• **Instruction 1**
Translate this sentence from the passage about Seven Brides for Seven Brothers into Spanish: "Many of the settlers had homesteads far from the growing towns and villages."
• **Instruction 2**
Write out the part of the passage about Seven Brides for Seven Brothers starting at "Supposedly this musical" and ending at "these community gatherings.".
#### Extract provided
The film received numerous awards, including an Academy Award for Best Scoring of a Musical Picture and several other nominations. In the early 21st Century, American Film Institute called Seven Brides for Seven Brothers one of the best musicals ever made in American film history and a copy of the production is preserved in Library of Congress for its cultural significance.

Seven Brides for Seven Brothers was adapted for stage in the 1970’s and later for television in the 1980’s.

Some of the songs include:

  • Bless Your Beautiful Hide
  • Wonderful, Wonderful Day
  • June Brides
  • Spring, Spring, Spring
In this video, Milly teaches her brothers-in-law about the finer points of manners and getting a girl’s attention…

Going Courtin’ – Frontier Style

Supposedly this musical is set in 1850’s Oregon, and it does present one of the challenges for pioneer bachelors: where and how to find a bride? Many of the settlers had homesteads far from the growing towns and villages. That’s where community events became key.

Frontier settlers gathered for barn raising (as seen in the musical), harvesting days, cabin building, and sometimes hunting parties or autumn butchering. While the men did the heavy, manly tasks, the women cooked, quilted, or preserved food. When the “work’s all done,” it was time to eat, swap stories, dance, and get better acquainted. Many courtships began and flourished through these community gatherings.
########
#### Supplied entries
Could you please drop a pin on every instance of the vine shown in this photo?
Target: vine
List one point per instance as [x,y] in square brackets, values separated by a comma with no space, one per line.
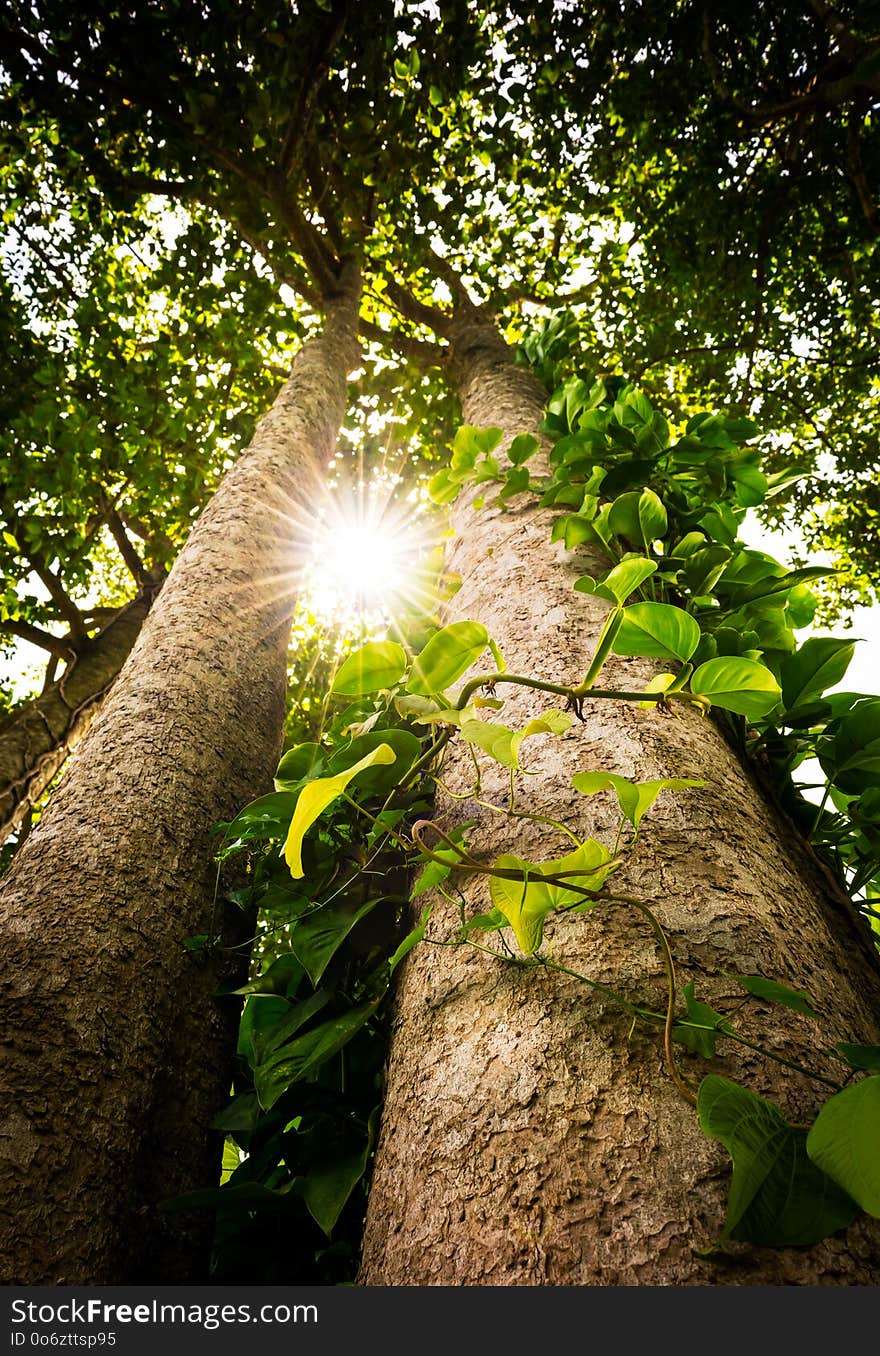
[334,846]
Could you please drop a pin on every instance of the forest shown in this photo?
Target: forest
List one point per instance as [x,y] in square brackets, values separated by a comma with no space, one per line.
[440,846]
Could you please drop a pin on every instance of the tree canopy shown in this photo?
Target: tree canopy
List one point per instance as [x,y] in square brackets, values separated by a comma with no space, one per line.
[677,202]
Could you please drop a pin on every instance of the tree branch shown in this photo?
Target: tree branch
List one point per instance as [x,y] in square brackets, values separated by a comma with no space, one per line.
[419,350]
[56,646]
[130,557]
[307,95]
[64,604]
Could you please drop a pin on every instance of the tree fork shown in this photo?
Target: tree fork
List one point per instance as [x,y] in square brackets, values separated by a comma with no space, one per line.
[529,1135]
[114,1043]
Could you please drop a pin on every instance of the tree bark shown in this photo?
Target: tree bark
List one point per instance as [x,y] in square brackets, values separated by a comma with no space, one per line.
[117,1054]
[529,1138]
[38,736]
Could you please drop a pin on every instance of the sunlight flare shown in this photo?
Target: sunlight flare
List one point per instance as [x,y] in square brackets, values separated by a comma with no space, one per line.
[366,560]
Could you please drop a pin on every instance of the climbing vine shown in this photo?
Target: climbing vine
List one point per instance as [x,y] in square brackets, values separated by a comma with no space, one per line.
[345,848]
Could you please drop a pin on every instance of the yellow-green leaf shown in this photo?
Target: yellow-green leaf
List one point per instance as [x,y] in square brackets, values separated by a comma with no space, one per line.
[525,903]
[313,800]
[377,665]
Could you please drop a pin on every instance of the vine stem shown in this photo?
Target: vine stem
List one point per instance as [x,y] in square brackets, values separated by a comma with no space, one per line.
[669,964]
[575,694]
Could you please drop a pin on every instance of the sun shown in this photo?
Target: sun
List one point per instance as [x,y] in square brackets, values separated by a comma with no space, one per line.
[366,560]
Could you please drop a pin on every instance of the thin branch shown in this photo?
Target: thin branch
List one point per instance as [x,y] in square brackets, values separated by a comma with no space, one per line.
[322,194]
[56,646]
[289,275]
[419,350]
[130,557]
[857,170]
[64,604]
[416,311]
[156,540]
[307,96]
[316,255]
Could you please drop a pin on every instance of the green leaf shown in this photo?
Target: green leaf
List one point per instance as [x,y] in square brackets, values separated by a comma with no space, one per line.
[307,1052]
[604,646]
[635,798]
[524,446]
[328,1184]
[751,486]
[377,665]
[845,1142]
[656,629]
[445,487]
[652,520]
[793,998]
[472,442]
[618,582]
[262,818]
[446,656]
[778,1198]
[316,937]
[850,757]
[741,685]
[297,765]
[818,665]
[525,903]
[708,1025]
[381,777]
[316,796]
[411,940]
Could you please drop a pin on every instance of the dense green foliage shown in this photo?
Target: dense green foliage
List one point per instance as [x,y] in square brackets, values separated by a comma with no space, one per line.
[181,187]
[351,811]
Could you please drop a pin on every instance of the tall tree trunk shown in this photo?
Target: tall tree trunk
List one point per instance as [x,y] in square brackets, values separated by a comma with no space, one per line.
[117,1054]
[529,1138]
[37,738]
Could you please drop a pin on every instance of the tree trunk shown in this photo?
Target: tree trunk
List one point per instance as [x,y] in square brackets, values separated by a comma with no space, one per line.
[529,1138]
[117,1054]
[37,738]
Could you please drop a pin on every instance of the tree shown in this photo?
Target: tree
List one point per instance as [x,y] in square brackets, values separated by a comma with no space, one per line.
[248,129]
[526,1138]
[209,667]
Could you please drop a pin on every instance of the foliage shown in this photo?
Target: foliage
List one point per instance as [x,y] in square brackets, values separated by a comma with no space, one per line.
[665,510]
[545,156]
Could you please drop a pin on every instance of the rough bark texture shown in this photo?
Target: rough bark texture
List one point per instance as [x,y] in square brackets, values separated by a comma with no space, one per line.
[115,1051]
[37,738]
[529,1138]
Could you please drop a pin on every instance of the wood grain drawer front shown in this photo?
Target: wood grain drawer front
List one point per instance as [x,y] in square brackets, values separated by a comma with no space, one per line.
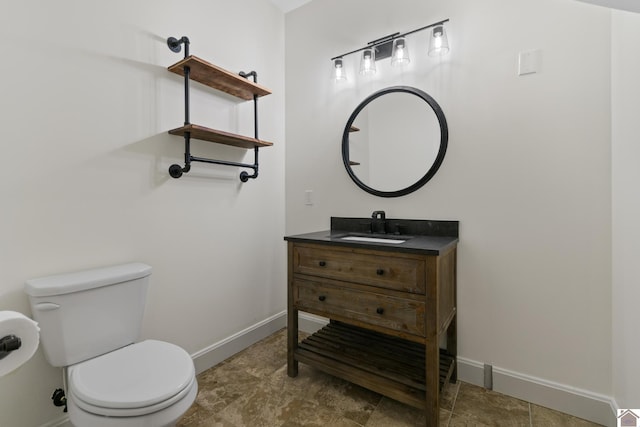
[399,314]
[391,271]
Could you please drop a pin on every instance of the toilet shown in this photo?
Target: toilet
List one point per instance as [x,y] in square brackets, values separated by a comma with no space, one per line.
[89,325]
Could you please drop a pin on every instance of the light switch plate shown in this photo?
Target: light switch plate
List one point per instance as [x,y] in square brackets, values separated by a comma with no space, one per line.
[529,62]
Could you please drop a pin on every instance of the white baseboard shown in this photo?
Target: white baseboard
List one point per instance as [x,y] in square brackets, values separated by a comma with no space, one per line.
[59,422]
[218,352]
[584,404]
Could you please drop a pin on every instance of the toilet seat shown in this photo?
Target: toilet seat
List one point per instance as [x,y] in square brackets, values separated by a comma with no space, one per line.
[139,379]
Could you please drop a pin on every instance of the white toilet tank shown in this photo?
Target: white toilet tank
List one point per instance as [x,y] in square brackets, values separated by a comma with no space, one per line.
[88,313]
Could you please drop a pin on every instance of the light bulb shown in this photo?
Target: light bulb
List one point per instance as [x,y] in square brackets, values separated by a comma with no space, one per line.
[400,55]
[338,73]
[439,43]
[368,62]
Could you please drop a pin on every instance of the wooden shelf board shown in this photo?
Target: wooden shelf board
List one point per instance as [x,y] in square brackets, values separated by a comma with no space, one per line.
[218,78]
[385,364]
[220,137]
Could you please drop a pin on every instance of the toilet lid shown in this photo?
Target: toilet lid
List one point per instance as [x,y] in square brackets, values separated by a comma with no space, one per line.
[136,376]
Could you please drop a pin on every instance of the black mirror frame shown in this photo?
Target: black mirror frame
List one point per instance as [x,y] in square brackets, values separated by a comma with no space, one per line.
[444,140]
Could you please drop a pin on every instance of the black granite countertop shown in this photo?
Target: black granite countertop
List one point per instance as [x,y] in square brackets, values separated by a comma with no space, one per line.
[422,236]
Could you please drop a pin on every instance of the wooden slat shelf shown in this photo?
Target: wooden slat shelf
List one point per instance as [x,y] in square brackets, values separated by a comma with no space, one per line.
[218,78]
[220,137]
[383,363]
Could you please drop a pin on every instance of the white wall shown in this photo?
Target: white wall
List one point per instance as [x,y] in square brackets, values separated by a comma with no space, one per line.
[86,103]
[626,208]
[527,173]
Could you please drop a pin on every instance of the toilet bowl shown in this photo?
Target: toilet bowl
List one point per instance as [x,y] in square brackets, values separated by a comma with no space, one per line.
[132,386]
[89,324]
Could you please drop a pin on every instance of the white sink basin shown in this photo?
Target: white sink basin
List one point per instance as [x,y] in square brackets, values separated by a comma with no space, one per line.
[372,239]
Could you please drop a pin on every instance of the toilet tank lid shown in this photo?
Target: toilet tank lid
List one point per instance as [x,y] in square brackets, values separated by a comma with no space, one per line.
[88,279]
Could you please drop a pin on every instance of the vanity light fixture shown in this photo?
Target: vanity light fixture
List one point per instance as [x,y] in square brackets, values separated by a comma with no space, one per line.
[394,46]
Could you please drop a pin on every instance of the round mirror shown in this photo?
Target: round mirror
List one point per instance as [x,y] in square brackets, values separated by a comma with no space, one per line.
[395,141]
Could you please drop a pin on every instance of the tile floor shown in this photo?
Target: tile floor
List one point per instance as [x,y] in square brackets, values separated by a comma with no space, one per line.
[252,389]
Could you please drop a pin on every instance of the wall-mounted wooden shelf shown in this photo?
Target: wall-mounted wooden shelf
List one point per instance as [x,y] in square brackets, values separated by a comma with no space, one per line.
[219,78]
[238,85]
[220,137]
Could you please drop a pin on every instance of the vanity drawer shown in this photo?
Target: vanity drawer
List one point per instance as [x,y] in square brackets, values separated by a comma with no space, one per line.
[332,300]
[402,272]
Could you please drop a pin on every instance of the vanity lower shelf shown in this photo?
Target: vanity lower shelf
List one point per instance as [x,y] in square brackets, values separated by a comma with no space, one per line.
[388,365]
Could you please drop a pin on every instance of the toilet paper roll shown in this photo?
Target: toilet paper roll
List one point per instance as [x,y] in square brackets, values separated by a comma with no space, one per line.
[14,323]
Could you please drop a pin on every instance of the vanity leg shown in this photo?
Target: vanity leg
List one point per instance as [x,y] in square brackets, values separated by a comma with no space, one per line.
[452,330]
[292,320]
[432,404]
[292,342]
[452,348]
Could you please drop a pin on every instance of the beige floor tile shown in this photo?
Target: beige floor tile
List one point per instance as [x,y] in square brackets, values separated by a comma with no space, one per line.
[486,407]
[390,413]
[252,389]
[545,417]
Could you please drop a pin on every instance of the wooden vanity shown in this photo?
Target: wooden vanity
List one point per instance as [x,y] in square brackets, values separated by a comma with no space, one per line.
[392,306]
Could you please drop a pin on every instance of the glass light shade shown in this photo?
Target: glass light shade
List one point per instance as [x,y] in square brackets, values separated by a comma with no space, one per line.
[368,61]
[400,53]
[438,43]
[337,73]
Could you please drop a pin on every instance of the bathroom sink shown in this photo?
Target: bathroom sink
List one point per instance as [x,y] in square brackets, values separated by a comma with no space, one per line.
[381,239]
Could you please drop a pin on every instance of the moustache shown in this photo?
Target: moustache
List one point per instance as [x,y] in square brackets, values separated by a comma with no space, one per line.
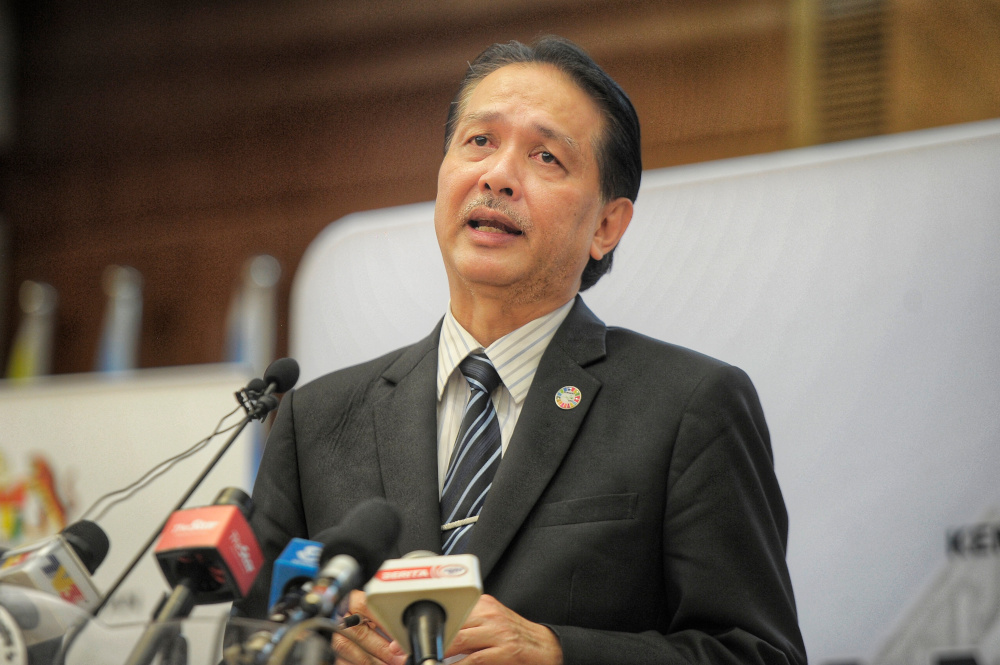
[493,202]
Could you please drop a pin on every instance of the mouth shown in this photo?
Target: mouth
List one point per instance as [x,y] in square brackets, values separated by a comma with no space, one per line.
[493,223]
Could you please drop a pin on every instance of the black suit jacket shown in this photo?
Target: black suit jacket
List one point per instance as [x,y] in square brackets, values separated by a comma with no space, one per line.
[643,526]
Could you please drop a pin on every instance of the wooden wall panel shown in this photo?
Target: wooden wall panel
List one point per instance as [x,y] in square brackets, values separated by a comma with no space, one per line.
[182,137]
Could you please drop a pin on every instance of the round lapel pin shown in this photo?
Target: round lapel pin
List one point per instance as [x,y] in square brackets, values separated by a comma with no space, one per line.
[568,397]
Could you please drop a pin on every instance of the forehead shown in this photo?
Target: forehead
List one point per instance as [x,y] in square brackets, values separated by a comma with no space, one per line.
[537,95]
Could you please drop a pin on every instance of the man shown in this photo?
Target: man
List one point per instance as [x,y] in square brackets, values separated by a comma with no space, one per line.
[635,516]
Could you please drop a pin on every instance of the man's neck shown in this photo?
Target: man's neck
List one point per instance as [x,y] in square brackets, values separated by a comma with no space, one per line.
[489,320]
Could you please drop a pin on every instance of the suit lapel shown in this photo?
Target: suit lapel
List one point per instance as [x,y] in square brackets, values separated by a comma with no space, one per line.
[543,434]
[406,435]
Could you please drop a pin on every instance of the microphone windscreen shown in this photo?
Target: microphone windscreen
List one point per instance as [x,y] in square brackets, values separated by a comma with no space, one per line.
[283,372]
[256,386]
[89,542]
[368,533]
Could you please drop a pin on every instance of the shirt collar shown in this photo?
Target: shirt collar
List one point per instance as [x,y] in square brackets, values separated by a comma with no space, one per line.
[515,355]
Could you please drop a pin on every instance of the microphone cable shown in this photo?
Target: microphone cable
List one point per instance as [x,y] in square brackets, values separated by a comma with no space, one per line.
[158,470]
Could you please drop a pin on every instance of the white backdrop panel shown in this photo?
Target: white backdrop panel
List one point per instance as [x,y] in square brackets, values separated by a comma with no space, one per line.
[858,285]
[102,432]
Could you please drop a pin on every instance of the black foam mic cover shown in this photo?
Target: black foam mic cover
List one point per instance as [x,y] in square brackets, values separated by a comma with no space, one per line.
[283,373]
[89,541]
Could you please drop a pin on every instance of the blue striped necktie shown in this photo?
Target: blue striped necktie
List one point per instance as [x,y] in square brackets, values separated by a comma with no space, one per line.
[475,459]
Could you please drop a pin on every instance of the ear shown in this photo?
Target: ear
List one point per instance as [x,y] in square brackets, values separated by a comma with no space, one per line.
[616,216]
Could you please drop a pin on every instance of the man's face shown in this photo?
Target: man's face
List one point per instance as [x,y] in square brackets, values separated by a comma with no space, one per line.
[518,202]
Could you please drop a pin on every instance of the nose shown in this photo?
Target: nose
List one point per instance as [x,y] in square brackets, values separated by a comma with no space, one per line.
[501,176]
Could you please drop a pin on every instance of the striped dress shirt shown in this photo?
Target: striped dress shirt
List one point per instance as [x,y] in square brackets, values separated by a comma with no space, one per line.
[515,355]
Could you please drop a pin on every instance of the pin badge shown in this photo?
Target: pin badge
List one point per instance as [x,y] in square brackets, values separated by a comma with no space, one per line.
[568,397]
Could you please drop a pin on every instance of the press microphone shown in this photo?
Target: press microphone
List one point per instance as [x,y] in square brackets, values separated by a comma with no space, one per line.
[281,374]
[422,601]
[352,554]
[293,570]
[208,555]
[211,550]
[279,377]
[61,565]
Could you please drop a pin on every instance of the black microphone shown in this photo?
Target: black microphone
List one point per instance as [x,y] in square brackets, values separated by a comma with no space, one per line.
[279,377]
[208,555]
[60,568]
[281,374]
[61,565]
[363,541]
[353,550]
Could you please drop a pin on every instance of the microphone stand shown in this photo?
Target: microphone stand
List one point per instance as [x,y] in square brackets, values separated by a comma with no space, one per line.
[251,415]
[256,409]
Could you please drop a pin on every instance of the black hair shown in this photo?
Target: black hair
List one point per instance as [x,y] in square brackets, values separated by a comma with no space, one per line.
[619,155]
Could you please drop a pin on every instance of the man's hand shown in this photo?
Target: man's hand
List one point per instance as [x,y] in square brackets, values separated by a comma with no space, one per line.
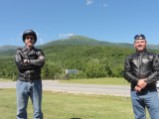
[138,88]
[142,83]
[26,61]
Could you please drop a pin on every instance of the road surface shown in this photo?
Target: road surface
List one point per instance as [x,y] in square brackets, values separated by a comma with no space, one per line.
[117,90]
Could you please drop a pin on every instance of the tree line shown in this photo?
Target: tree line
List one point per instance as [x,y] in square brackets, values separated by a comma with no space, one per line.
[90,61]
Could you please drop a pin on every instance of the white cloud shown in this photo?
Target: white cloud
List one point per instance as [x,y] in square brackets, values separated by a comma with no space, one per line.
[66,35]
[89,2]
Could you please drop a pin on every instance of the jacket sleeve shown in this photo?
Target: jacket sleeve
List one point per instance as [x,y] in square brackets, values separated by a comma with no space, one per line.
[128,72]
[19,61]
[40,61]
[155,75]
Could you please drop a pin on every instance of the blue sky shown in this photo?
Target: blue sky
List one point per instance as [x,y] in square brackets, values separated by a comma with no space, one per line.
[106,20]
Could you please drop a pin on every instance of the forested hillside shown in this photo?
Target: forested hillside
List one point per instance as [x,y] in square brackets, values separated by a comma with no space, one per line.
[90,58]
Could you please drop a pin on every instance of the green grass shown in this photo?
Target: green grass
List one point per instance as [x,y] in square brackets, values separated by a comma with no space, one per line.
[107,81]
[70,106]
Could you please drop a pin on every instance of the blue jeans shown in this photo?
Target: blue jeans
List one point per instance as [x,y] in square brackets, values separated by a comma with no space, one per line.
[149,100]
[24,90]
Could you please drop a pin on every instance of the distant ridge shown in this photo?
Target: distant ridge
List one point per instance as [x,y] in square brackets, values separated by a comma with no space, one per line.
[82,40]
[74,40]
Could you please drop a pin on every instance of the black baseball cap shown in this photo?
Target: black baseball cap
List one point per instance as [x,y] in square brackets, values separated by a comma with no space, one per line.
[139,37]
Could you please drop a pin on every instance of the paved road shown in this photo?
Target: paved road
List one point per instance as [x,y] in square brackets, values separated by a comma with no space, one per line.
[78,88]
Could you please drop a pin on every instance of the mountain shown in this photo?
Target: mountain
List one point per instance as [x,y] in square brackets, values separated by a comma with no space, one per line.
[82,40]
[73,40]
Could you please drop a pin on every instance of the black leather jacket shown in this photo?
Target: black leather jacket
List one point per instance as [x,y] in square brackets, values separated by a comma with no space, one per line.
[32,69]
[140,66]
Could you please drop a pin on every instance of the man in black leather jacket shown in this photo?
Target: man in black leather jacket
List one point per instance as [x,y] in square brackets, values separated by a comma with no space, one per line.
[142,71]
[29,61]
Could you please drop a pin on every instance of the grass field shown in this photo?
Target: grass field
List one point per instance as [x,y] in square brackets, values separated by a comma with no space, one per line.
[70,106]
[107,81]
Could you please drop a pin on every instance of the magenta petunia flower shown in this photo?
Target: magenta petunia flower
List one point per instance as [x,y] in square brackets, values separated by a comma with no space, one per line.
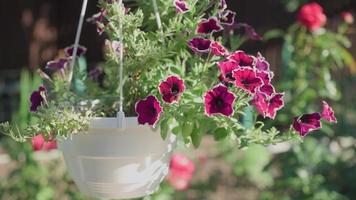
[171,89]
[181,6]
[267,89]
[242,59]
[39,143]
[328,113]
[148,110]
[58,64]
[265,76]
[266,105]
[307,122]
[207,26]
[222,5]
[80,52]
[219,100]
[227,17]
[261,63]
[247,79]
[218,49]
[250,32]
[226,68]
[37,98]
[199,45]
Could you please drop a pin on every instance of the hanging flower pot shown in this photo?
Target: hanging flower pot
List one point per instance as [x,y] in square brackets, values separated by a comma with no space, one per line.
[113,163]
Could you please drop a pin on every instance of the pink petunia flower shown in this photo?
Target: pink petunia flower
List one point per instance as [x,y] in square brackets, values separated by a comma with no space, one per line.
[181,171]
[171,89]
[80,51]
[266,105]
[242,59]
[306,123]
[227,17]
[218,49]
[219,100]
[226,68]
[39,144]
[247,79]
[199,45]
[312,16]
[181,6]
[148,110]
[208,26]
[328,113]
[37,98]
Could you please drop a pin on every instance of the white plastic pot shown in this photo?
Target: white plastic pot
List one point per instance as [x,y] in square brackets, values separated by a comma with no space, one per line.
[115,164]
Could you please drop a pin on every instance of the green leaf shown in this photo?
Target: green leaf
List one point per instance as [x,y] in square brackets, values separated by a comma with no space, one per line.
[220,133]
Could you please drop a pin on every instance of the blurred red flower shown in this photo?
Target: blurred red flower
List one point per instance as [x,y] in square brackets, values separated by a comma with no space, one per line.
[39,144]
[181,170]
[312,16]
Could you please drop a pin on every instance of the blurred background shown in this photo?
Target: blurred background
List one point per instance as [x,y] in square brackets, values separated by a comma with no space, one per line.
[322,167]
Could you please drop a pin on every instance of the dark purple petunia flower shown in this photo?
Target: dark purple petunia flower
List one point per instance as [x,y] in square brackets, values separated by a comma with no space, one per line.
[242,59]
[218,49]
[171,89]
[222,5]
[267,89]
[199,45]
[328,113]
[181,6]
[59,64]
[261,63]
[307,122]
[266,105]
[208,26]
[227,17]
[250,31]
[265,76]
[37,98]
[219,100]
[247,79]
[226,68]
[80,52]
[148,110]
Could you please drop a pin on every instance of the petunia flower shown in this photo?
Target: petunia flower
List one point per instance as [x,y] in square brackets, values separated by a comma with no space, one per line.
[265,76]
[219,100]
[218,50]
[242,59]
[171,89]
[250,32]
[226,68]
[199,45]
[222,5]
[267,89]
[181,171]
[148,110]
[181,6]
[266,105]
[37,98]
[59,64]
[208,26]
[261,63]
[247,79]
[227,17]
[80,51]
[307,122]
[39,143]
[328,113]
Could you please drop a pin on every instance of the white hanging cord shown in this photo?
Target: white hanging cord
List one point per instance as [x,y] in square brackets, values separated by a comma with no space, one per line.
[158,17]
[77,38]
[121,114]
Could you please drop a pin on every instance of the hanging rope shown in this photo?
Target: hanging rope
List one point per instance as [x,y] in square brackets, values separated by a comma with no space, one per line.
[77,38]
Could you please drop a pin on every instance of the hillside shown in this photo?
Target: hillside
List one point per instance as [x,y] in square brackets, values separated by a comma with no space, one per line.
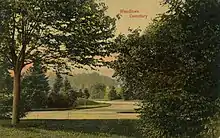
[86,80]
########
• **Problem solution 1**
Muchos de los colonos tenían granjas lejos de los pueblos y aldeas en crecimiento.

• **Problem solution 2**
Supposedly this musical is set in 1850’s Oregon, and it does present one of the challenges for pioneer bachelors: where and how to find a bride? Many of the settlers had homesteads far from the growing towns and villages. That’s where community events became key.

Frontier settlers gathered for barn raising (as seen in the musical), harvesting days, cabin building, and sometimes hunting parties or autumn butchering. While the men did the heavy, manly tasks, the women cooked, quilted, or preserved food. When the “work’s all done,” it was time to eat, swap stories, dance, and get better acquainted. Many courtships began and flourished through these community gatherings.